[Source document]
++++++
Species of flowering plant

Streptoglossa decurrens is a species of flowering plant in the family Asteraceae. It grows in Queensland, Western Australia and the Northern Territory. It is an upright, aromatic perennial herb or shrub with pink-purplish or reddish purple flowers.

==Description==
Streptoglossa decurrens is a shrub growing to 70 cm high. The leaves and branches are strongly fragrant, sticky and covered with soft, weak, thin hairs to long, soft, straight hairs and thickly glandular. The stems are upright leafy, older branches maybe leafless. The leaves are decurrent, elliptic, oblong or rarely oblong-lance shaped, leaves of main branches and stems 2-6 cm long, 0.8-2.3 cm wide, margins smooth or toothed. The capitula are usually in a corymb cluster on lateral branches of 45-80 florets and the involucre 0.8-1.4 cm long. The pink-purple or red-purple corolla has 5 lobes, 6-7 mm long, smooth and usually not glandular. Flowering occurs from July to November and the fruit is dry, one-seeded, 2-2.5 mm long, silky with flattened hairs.

==Taxonomy and naming==
Streptoglossa decurrens was first described by Augustin Pyramus de Candolle as Erigeron decurrens. In 1981 Clyde Robert Dunlop changed the name to Streptoglossa decurrens and the description was published in Journal of the Adelaide Botanic Garden. The specific epithet (decurrens) refers to the leaves .

==Distribution and habitat==
This species is found growing on rocky soils and hillsides, creek beds and clay depressions in Queensland, Western Australia and the Northern Territory.
++++++
[Given information]
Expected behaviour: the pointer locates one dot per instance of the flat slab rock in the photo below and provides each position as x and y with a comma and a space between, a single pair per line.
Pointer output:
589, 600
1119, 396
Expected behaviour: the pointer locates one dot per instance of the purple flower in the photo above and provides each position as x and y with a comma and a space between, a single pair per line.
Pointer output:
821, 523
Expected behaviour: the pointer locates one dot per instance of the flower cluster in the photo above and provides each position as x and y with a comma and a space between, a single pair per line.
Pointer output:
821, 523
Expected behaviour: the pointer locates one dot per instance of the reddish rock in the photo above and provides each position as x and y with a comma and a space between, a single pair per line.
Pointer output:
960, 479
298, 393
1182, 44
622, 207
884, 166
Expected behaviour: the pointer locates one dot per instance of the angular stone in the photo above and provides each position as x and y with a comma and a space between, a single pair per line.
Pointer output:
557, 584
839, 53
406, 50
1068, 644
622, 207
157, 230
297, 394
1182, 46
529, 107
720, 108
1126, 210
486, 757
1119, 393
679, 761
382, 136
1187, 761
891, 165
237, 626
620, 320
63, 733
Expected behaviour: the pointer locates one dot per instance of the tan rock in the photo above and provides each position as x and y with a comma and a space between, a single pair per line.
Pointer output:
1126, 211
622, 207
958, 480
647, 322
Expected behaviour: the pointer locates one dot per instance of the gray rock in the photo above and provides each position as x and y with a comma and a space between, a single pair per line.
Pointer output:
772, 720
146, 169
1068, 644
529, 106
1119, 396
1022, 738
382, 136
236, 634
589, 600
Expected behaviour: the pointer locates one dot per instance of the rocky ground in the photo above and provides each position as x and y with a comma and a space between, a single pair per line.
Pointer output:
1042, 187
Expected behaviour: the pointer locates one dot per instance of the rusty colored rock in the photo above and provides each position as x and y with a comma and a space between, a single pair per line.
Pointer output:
++++++
[What you need to do]
1. Transcribe the Streptoglossa decurrens text between "Streptoglossa decurrens is a species" and "reddish purple flowers.", inclusive.
2. Summarize the Streptoglossa decurrens text in two sentences.
Nothing in the lines is needed for what comes next.

[Task-by-task solutions]
1.
Streptoglossa decurrens is a species of flowering plant in the family Asteraceae. It grows in Queensland, Western Australia and the Northern Territory. It is an upright, aromatic perennial herb or shrub with pink-purplish or reddish purple flowers.

2. Streptoglossa decurrens is an upright, aromatic perennial herb or shrub in the family Asteraceae, growing to 70 cm high, with pink-purplish or reddish purple flowers that appear from July to November. First described by Augustin Pyramus de Candolle as Erigeron decurrens and renamed by Clyde Robert Dunlop in 1981, it grows on rocky soils and hillsides, creek beds and clay depressions in Queensland, Western Australia and the Northern Territory.